- [Task directions]:
Please write out exactly, and only, the lines from the first in the material below to the line containing "Where can you spot the ear?", both included.

- [Material for the task]:
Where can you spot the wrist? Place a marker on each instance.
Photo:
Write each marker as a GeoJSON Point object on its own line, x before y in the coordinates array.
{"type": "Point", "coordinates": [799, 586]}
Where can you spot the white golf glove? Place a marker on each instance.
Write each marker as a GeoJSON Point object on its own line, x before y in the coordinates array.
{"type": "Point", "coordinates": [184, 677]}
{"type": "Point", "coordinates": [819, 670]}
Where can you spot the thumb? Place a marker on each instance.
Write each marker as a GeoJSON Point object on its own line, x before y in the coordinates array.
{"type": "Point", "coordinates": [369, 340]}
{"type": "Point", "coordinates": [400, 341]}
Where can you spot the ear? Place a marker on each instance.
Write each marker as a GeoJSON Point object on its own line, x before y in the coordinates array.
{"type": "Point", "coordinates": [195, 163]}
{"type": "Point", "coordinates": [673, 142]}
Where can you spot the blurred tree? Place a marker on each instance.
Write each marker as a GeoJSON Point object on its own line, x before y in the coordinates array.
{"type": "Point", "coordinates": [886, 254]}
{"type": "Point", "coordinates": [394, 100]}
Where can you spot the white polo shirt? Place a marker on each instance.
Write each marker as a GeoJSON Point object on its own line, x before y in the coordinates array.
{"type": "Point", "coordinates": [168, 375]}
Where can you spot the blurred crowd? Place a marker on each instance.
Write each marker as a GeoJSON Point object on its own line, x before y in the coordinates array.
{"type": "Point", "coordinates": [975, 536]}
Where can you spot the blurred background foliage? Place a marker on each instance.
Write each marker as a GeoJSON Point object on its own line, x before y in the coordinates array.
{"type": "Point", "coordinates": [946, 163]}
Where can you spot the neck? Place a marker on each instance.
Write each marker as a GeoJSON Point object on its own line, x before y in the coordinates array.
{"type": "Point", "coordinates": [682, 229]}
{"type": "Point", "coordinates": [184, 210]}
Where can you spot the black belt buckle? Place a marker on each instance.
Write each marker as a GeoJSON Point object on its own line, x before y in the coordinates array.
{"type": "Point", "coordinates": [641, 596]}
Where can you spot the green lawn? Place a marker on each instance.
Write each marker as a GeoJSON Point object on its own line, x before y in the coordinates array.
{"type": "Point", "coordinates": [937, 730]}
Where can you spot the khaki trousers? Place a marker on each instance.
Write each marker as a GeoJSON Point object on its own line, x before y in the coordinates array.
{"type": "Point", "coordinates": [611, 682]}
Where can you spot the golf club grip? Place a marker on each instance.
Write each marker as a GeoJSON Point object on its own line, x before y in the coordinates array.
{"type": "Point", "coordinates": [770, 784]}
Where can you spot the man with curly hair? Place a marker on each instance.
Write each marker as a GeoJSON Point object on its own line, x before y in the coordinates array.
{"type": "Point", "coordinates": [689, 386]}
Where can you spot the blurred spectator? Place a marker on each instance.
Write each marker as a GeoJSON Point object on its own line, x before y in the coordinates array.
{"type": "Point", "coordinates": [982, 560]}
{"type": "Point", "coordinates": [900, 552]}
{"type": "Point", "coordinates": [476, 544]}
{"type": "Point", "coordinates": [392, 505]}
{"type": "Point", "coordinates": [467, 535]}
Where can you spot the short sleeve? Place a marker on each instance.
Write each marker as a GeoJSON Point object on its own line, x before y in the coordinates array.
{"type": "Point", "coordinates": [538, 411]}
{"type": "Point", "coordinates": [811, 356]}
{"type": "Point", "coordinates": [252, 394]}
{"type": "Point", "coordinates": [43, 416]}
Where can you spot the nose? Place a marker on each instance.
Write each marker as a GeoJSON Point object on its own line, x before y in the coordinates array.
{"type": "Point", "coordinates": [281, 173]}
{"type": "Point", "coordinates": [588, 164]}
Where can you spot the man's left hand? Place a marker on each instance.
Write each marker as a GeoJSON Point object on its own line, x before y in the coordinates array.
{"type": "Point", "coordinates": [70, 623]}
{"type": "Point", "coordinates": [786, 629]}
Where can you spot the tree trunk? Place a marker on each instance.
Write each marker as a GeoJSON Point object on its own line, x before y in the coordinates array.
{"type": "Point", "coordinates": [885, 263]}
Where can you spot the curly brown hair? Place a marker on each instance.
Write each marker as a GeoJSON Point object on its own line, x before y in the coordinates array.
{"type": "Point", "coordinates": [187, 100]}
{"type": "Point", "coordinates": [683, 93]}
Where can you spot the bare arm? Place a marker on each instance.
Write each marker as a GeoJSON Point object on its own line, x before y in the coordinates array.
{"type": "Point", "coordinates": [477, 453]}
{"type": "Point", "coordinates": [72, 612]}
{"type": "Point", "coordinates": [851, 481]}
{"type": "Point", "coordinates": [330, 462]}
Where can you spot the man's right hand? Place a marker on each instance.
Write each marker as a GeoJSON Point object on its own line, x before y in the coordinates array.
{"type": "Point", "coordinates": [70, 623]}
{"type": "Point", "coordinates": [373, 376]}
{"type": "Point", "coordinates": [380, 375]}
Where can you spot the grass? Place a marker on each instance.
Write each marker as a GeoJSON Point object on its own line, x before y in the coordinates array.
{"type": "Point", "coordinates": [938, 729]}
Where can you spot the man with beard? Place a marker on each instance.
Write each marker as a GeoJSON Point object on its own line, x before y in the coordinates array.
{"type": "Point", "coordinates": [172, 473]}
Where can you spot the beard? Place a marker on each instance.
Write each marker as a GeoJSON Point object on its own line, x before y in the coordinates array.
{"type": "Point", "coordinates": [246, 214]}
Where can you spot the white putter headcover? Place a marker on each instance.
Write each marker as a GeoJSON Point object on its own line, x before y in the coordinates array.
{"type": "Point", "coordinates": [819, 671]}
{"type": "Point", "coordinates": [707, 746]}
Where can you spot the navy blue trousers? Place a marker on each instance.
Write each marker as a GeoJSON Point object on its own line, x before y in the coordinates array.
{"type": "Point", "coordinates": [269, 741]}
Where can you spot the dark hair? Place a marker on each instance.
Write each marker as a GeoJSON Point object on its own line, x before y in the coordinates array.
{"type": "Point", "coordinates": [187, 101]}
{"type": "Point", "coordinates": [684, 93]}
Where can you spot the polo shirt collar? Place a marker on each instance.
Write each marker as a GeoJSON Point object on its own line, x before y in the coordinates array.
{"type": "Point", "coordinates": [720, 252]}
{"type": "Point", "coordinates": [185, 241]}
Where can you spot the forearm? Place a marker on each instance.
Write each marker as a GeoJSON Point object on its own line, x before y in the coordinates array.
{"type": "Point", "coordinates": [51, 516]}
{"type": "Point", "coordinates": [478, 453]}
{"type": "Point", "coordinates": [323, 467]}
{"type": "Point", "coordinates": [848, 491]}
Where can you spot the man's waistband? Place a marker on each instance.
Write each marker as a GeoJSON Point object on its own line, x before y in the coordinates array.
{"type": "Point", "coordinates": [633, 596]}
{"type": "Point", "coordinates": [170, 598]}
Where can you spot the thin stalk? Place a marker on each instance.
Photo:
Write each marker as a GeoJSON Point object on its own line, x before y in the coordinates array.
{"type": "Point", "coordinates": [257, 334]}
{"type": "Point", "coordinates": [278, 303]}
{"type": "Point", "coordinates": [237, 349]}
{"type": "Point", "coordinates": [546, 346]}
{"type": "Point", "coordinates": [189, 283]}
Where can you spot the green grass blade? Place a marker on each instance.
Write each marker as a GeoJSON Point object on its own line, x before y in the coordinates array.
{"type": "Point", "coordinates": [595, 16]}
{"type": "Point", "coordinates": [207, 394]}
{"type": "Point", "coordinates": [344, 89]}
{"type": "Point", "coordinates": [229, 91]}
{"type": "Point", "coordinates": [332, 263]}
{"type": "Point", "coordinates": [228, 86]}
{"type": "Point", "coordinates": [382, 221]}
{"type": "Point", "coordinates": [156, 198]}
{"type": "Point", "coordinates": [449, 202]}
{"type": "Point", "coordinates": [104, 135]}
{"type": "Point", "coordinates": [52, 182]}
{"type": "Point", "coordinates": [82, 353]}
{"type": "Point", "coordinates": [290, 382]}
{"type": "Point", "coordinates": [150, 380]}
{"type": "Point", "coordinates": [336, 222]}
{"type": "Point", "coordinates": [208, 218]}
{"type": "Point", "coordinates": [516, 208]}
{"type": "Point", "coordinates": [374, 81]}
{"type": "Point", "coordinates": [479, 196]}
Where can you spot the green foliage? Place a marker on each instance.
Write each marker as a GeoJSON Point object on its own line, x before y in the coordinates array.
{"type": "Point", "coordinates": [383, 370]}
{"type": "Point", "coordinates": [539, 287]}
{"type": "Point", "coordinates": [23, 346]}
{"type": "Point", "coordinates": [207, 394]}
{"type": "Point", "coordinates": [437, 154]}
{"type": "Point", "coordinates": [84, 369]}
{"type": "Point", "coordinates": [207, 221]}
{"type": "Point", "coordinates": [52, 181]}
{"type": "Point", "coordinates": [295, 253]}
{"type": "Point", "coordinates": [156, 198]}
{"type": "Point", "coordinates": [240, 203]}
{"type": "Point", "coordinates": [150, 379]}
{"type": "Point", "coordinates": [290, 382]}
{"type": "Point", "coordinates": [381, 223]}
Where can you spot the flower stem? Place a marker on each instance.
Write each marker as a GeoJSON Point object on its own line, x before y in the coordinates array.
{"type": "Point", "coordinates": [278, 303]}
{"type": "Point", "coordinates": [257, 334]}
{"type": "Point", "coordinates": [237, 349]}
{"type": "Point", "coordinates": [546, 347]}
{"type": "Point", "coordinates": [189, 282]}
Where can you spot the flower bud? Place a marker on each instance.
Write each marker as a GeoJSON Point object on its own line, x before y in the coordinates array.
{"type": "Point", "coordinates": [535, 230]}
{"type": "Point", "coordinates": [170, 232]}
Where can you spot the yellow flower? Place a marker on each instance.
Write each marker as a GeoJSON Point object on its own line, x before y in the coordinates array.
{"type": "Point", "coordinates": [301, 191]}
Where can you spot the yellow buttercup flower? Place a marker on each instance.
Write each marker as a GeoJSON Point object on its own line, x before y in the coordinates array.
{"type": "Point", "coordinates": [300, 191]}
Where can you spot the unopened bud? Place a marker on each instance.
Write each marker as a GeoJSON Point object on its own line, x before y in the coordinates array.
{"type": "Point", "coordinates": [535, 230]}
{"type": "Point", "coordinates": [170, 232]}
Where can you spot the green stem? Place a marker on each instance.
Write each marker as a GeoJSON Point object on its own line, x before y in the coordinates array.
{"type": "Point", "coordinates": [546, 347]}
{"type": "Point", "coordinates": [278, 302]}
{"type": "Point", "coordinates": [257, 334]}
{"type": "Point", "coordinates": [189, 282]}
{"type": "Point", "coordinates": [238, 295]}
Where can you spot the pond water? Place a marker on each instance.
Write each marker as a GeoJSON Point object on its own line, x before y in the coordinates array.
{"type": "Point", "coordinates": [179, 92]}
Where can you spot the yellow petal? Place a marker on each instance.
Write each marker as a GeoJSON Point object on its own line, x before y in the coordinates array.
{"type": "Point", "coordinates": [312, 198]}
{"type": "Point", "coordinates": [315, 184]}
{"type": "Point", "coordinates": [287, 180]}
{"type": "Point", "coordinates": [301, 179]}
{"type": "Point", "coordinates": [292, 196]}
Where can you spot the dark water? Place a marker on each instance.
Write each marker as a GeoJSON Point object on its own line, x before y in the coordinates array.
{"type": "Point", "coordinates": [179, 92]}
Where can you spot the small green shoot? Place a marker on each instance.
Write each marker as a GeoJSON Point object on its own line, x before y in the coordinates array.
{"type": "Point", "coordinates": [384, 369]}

- [Result]:
Where can you spot the wrist? Place a marker on each instance.
Photo:
Write each marker as a GeoJSON Point object on its own line, x before y in the coordinates array.
{"type": "Point", "coordinates": [799, 586]}
Where can you spot the white golf glove? Place a marker on each instance.
Write each marker as a GeoJSON Point object on its own line, x before y in the coordinates array.
{"type": "Point", "coordinates": [184, 677]}
{"type": "Point", "coordinates": [819, 670]}
Where can you spot the thumb? Place a marker on each instance.
Write each marker as a GeoJSON Point object on its own line, x before y in the coordinates array.
{"type": "Point", "coordinates": [369, 340]}
{"type": "Point", "coordinates": [400, 341]}
Where can you spot the ear? Place a marker on each instance.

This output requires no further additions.